Records from a data source:
----

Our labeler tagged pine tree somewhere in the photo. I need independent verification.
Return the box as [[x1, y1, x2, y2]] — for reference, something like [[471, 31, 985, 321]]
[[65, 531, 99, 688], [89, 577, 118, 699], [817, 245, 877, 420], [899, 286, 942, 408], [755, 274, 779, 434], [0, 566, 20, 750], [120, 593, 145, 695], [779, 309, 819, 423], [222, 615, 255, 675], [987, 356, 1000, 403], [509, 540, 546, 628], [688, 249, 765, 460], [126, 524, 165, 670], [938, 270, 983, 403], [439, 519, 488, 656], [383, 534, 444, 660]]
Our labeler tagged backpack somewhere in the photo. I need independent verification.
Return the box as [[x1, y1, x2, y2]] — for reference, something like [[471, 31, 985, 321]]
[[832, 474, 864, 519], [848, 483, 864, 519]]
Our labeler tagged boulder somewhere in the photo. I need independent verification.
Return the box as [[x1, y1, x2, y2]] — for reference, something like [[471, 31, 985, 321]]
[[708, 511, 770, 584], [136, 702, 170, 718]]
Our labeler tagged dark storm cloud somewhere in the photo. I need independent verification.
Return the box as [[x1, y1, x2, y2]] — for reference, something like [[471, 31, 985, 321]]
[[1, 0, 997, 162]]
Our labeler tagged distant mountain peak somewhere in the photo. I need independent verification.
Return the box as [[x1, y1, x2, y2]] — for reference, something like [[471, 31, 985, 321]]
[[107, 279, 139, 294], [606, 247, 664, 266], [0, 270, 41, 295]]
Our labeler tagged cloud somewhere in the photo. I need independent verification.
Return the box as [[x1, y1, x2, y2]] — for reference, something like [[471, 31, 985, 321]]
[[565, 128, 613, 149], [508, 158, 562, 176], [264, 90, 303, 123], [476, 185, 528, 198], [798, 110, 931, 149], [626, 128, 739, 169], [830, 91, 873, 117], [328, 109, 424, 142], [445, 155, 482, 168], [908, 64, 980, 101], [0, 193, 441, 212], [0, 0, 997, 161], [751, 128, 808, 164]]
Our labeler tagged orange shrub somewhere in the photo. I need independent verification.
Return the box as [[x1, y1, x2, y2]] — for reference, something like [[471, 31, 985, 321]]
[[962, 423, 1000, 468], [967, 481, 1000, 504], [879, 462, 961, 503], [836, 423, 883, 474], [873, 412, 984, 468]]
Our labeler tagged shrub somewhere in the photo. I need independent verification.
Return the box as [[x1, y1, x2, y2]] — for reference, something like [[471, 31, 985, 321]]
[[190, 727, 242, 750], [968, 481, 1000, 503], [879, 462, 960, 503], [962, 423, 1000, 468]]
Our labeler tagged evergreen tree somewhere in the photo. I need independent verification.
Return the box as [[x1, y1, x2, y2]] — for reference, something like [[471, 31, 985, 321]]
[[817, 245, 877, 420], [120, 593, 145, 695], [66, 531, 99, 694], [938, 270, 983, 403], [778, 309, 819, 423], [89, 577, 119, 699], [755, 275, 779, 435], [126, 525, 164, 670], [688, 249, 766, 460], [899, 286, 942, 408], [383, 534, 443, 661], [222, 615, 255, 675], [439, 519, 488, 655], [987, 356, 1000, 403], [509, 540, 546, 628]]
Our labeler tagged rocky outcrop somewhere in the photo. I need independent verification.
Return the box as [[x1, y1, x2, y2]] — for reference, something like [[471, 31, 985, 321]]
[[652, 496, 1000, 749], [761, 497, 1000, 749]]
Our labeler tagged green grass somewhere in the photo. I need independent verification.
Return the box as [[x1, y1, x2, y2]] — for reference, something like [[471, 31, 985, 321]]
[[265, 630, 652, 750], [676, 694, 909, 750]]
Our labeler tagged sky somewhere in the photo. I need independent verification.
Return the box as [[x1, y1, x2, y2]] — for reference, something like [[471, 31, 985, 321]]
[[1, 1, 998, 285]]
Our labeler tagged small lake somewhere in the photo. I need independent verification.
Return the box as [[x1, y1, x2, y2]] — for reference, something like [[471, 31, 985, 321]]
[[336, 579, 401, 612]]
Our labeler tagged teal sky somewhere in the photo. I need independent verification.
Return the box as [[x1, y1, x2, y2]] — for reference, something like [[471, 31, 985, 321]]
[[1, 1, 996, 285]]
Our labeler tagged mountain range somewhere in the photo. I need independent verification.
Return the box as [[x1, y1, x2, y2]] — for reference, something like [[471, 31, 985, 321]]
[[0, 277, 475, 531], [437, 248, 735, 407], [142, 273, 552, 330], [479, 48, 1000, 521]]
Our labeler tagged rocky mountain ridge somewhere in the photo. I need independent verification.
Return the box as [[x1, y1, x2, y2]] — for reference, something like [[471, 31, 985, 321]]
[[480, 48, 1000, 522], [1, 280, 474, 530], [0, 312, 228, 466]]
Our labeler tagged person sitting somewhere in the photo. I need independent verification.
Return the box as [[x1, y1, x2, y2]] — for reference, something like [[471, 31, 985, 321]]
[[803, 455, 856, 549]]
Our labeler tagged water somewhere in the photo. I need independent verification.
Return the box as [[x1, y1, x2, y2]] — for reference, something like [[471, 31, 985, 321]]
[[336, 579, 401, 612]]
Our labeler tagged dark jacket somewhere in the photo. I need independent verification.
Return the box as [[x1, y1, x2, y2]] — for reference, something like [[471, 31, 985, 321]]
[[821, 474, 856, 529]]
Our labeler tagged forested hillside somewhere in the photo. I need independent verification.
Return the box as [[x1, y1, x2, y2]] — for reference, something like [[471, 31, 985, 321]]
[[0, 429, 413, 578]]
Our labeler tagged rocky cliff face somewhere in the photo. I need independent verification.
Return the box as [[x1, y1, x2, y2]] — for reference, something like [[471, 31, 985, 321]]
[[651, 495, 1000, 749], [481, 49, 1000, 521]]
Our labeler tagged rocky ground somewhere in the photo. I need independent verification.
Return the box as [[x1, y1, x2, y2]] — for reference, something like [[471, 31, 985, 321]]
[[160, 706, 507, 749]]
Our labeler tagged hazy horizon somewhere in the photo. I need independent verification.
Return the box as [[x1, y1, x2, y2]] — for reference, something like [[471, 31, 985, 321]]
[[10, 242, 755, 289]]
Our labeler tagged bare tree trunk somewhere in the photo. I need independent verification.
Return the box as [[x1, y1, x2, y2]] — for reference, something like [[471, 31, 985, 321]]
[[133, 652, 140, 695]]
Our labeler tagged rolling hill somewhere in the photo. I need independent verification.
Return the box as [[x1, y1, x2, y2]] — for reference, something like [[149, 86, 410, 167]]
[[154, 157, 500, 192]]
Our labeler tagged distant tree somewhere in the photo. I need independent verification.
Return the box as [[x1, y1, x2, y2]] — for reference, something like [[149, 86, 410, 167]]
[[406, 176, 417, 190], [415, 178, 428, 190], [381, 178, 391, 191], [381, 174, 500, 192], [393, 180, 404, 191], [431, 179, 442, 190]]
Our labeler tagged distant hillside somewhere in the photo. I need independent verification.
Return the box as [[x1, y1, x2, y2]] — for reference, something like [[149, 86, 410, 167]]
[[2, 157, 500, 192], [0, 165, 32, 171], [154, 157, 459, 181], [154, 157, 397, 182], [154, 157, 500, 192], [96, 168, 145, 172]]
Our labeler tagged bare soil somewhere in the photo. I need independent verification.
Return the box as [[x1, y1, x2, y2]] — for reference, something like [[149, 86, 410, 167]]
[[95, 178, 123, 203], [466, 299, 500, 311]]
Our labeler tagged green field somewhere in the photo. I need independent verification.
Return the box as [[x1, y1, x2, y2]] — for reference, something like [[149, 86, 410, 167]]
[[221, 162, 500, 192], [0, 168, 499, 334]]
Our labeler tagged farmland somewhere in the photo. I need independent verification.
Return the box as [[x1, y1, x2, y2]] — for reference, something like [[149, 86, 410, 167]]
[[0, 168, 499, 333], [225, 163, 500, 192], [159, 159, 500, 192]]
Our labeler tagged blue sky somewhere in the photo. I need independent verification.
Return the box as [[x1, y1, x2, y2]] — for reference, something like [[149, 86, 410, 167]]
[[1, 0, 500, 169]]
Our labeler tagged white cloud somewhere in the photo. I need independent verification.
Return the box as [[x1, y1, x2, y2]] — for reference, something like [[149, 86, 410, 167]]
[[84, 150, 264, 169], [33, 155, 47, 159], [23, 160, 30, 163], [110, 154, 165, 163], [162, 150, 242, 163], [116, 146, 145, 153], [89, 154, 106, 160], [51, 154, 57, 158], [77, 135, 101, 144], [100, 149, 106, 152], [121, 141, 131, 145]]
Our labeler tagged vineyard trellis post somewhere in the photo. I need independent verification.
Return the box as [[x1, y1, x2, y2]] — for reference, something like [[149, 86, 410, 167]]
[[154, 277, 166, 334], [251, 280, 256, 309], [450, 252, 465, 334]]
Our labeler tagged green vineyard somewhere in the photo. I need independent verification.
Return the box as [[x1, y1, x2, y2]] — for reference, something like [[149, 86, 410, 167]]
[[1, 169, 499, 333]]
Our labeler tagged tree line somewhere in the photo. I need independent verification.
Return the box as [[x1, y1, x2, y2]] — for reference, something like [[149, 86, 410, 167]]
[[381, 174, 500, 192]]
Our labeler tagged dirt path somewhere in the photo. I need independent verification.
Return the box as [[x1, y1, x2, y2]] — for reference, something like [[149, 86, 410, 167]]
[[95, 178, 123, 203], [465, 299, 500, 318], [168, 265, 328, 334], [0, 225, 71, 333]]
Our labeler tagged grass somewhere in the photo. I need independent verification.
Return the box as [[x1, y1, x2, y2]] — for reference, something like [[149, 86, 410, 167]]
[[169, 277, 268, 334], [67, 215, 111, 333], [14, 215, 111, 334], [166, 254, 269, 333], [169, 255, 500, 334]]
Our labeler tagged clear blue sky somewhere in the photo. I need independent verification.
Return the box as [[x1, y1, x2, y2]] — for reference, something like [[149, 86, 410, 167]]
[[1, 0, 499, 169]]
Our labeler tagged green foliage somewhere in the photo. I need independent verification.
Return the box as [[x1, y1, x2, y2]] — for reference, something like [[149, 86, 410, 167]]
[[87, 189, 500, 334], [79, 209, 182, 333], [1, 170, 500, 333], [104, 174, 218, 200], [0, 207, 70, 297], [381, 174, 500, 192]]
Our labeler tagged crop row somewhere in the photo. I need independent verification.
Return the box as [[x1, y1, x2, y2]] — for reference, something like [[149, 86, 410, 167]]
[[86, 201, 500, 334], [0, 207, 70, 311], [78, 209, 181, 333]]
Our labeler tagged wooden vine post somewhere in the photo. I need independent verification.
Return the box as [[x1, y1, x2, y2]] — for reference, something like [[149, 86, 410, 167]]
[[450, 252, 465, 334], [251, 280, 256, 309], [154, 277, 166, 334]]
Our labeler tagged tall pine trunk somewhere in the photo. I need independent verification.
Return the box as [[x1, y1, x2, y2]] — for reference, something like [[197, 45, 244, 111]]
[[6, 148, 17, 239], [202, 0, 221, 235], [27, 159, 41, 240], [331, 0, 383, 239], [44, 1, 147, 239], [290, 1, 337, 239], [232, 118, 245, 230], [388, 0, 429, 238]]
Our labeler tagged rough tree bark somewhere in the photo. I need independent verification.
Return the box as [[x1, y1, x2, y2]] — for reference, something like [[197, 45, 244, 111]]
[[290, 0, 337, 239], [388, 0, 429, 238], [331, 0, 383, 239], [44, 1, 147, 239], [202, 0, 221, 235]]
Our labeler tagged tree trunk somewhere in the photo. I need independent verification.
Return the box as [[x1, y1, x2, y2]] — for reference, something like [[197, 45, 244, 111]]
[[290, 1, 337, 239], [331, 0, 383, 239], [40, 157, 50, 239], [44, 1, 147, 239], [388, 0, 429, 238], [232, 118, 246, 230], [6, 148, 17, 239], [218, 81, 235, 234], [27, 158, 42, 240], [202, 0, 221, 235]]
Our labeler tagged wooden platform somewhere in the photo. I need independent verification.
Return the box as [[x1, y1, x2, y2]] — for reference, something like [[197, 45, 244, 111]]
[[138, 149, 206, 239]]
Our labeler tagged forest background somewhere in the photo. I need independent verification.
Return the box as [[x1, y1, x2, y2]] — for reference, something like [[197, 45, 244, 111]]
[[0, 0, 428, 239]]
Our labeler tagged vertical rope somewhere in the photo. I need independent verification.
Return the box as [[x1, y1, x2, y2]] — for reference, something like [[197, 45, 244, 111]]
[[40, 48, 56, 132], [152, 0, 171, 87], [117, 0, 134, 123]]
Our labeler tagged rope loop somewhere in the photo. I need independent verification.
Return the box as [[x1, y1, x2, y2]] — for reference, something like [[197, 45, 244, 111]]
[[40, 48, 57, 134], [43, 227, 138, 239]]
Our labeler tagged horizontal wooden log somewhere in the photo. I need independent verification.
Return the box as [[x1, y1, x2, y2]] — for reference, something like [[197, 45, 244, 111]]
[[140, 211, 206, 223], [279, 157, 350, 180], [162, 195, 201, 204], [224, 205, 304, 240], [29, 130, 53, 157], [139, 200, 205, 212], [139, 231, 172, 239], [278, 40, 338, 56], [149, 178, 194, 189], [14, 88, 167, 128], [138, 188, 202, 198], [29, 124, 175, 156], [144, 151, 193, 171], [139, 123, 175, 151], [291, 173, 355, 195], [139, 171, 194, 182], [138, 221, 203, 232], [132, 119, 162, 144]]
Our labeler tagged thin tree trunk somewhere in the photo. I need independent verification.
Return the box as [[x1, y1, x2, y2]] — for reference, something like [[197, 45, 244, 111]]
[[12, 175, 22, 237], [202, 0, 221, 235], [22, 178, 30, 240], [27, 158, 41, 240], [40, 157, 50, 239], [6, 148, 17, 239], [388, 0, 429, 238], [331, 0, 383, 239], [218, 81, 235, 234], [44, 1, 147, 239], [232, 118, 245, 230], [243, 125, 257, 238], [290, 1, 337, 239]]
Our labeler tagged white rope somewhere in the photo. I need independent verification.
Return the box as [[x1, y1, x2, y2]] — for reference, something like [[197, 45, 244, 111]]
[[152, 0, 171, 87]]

----

BRIEF.
Retype only the lines above between the line with "Our labeler tagged sky" and the line with "Our labeler tagged forested", counting those two lines as well, and keep every character as it is.

EXERCISE OUTPUT.
Our labeler tagged sky somewhere in the photo. I need independent verification.
Return the box as [[x1, y1, x2, y2]] — for reference, something like [[471, 31, 985, 321]]
[[1, 1, 998, 285]]
Our labeler tagged small lake somewhere in the photo. I need independent verification.
Return the box as [[x1, y1, x2, y2]] — for reference, something like [[471, 31, 985, 321]]
[[336, 579, 401, 612]]
Our labeler tagged teal sky somewhere in the photo. I need independent verification.
Return the box as [[x1, y1, x2, y2]] — for reference, something like [[471, 31, 985, 321]]
[[1, 1, 996, 285]]
Our labeler tagged mountain range somewhere in the photo. I need independent verification.
Return the box as [[x1, y1, x2, y2]] — for reference, something like [[471, 31, 985, 321]]
[[0, 277, 475, 531], [437, 248, 735, 407], [142, 273, 552, 330], [479, 48, 1000, 521]]
Our labeler tagged rocky mountain ridge somewhere in the photo. I need independent verification.
Return the box as [[x1, y1, x2, y2]] — for reference, something like [[471, 31, 985, 321]]
[[480, 48, 1000, 522], [1, 280, 474, 530], [0, 312, 228, 466]]
Our labeler tagged person sitting somewhere in the photo. I need independent verification.
Return the box as [[x1, y1, x2, y2]] — for reference, something like [[471, 31, 985, 321]]
[[803, 455, 856, 549]]
Our labeler tagged water somewhere in the photo. I need independent verification.
Return the box as [[x1, y1, x2, y2]] — for reference, something like [[471, 31, 985, 321]]
[[336, 579, 401, 612]]
Our labeler tagged dark jacket somewhere in the photo. I need independent verification.
Return the box as [[x1, y1, x2, y2]] — for reference, something like [[471, 31, 985, 321]]
[[821, 474, 856, 529]]
Our labeler tagged forested hillside somewhere in the photo. I need independent verification.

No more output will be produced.